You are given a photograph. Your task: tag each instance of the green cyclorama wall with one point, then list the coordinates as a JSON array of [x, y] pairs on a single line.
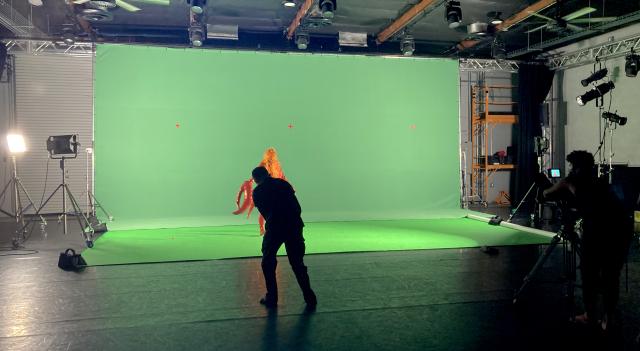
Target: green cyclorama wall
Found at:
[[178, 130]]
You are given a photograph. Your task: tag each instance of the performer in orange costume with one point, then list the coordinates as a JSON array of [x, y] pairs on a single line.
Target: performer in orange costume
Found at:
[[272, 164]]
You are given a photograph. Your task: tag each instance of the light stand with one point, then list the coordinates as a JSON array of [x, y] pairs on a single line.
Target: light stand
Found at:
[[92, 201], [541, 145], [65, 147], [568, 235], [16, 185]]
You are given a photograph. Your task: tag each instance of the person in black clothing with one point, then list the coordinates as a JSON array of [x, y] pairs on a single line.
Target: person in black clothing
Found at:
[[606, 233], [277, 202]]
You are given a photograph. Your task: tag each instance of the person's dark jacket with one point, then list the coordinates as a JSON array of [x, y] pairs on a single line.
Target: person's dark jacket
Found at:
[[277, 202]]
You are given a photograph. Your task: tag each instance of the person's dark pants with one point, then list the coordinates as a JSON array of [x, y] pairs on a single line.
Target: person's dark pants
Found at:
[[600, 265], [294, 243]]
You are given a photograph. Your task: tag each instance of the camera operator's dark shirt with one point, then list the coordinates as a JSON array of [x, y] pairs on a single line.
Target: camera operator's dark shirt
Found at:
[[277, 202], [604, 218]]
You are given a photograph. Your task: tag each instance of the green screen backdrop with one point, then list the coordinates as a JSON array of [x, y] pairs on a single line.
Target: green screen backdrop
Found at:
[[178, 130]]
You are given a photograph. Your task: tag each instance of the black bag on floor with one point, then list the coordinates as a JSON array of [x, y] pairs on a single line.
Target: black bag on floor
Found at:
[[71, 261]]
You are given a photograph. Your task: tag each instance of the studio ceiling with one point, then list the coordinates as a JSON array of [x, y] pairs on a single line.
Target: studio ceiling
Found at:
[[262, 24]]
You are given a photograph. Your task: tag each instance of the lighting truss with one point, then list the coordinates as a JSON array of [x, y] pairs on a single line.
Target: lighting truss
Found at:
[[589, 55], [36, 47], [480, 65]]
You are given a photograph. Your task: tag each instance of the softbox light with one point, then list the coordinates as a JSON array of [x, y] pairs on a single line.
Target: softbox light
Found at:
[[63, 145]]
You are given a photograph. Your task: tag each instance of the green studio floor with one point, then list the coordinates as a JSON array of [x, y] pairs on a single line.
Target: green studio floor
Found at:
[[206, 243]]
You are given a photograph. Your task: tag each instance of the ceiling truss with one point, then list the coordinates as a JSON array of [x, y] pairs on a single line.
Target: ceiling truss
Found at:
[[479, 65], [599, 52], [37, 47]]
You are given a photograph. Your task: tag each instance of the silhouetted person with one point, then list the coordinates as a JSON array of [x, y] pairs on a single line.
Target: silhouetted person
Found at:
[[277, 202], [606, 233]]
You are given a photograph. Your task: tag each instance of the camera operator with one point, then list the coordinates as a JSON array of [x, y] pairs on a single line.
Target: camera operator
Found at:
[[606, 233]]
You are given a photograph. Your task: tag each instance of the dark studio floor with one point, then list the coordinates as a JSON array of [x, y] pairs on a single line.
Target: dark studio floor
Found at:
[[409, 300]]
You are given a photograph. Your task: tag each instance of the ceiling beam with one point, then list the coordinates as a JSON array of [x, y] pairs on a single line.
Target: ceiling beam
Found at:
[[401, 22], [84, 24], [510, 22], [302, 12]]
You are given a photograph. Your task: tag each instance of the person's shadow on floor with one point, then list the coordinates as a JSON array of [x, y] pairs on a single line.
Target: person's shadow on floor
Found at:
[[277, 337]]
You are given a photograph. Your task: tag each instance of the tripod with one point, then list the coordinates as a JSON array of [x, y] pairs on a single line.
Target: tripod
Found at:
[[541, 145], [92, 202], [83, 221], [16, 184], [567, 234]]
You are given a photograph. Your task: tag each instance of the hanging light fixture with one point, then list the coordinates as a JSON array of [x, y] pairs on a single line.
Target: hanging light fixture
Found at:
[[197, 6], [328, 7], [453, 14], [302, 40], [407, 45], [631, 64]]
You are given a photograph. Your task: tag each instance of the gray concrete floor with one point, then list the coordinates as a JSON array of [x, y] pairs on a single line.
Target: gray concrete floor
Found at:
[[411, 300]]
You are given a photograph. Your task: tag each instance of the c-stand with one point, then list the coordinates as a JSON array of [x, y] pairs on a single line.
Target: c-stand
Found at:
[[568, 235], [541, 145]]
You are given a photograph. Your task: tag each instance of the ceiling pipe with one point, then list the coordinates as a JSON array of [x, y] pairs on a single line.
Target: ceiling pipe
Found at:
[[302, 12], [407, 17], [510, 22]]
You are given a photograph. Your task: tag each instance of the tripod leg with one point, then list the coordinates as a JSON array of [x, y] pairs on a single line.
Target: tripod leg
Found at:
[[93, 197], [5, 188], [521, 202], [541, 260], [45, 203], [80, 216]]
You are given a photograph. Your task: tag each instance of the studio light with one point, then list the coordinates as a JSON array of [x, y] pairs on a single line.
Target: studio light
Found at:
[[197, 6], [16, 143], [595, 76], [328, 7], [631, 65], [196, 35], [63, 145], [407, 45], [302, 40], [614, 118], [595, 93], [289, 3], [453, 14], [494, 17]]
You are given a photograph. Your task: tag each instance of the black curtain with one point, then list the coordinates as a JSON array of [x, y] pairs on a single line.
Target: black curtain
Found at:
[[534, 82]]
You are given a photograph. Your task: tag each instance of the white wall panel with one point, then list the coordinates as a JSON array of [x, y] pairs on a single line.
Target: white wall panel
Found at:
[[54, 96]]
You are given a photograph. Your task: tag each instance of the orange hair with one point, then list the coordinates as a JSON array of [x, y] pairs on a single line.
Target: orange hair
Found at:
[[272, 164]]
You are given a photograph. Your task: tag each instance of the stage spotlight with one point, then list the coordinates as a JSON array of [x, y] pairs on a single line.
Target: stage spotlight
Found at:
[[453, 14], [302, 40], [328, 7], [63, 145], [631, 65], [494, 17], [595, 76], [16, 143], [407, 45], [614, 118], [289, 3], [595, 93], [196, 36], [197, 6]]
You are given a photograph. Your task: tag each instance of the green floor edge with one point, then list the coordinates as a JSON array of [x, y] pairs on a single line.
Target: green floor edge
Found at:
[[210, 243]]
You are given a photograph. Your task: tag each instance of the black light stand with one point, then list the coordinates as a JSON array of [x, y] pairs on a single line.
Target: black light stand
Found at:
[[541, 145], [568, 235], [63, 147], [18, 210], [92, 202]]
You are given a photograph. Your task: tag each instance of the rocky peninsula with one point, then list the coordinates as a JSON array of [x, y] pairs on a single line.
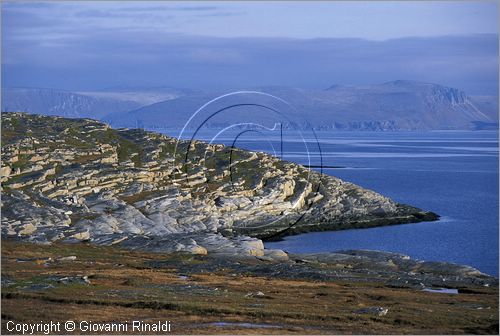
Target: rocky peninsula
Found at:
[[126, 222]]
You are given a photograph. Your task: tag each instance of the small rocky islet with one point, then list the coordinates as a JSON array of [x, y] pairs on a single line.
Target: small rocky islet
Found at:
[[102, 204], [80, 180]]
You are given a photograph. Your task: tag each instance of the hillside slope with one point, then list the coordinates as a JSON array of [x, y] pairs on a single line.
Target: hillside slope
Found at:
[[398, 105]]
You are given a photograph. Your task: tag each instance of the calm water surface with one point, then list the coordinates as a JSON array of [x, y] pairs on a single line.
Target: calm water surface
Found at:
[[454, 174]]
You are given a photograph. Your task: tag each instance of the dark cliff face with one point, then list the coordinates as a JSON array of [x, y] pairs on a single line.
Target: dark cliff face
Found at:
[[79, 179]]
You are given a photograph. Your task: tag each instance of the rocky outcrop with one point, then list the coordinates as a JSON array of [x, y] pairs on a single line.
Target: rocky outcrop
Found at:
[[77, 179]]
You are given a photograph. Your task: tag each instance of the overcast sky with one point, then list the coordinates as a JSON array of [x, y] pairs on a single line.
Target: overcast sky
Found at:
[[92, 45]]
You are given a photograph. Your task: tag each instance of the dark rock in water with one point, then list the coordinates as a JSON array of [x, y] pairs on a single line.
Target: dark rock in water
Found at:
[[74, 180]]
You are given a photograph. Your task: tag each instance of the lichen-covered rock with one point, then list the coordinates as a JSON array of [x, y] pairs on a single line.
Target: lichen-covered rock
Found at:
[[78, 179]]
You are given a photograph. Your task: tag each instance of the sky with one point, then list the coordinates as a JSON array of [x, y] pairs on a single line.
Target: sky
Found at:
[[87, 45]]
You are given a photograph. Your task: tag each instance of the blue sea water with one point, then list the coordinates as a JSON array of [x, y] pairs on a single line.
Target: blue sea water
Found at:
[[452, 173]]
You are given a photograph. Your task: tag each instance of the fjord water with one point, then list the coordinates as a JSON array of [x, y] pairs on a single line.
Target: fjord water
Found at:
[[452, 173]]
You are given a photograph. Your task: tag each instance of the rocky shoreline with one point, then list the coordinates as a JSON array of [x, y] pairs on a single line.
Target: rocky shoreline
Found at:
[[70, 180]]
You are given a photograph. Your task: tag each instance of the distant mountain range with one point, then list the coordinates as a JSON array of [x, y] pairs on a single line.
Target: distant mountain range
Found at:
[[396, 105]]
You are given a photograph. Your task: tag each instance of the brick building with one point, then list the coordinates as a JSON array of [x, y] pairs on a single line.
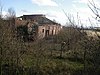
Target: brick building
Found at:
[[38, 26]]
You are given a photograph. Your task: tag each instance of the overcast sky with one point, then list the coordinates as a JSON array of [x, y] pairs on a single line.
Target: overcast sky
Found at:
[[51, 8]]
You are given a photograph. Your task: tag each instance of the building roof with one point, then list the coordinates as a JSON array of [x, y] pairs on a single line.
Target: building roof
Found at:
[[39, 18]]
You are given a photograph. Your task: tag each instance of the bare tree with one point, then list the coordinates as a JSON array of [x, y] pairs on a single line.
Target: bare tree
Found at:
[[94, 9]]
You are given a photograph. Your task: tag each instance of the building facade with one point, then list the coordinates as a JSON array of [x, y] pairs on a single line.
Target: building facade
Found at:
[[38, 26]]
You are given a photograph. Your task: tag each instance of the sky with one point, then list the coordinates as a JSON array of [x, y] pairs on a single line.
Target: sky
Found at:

···

• Instruction
In the rows above, lay out everything from the line containing "the studio light" down to the line containing "[[534, 82]]", both included, as a Markdown table with the columns Number and Line. Skip blank lines, number the rest in order, and place each line's text in the Line column.

• Response to the task
| Number | Line |
|---|---|
| 1 | You are given a photograph. Your task: tag each instance of the studio light with one point, then list the coordinates as a JSON array of [x, y] pairs on a single line. |
| 2 | Target: studio light |
| 3 | Found at: |
| 4 | [[197, 6], [16, 143], [595, 76], [328, 7], [631, 65], [196, 35], [63, 145], [407, 45], [302, 40], [614, 118], [595, 93], [289, 3], [453, 14], [494, 17]] |
| 5 | You are given a photograph. Your task: tag each instance of the black curtain with one point, then list the coordinates as a JSON array of [x, y] pairs on a single line. |
| 6 | Target: black curtain |
| 7 | Found at: |
| 8 | [[534, 82]] |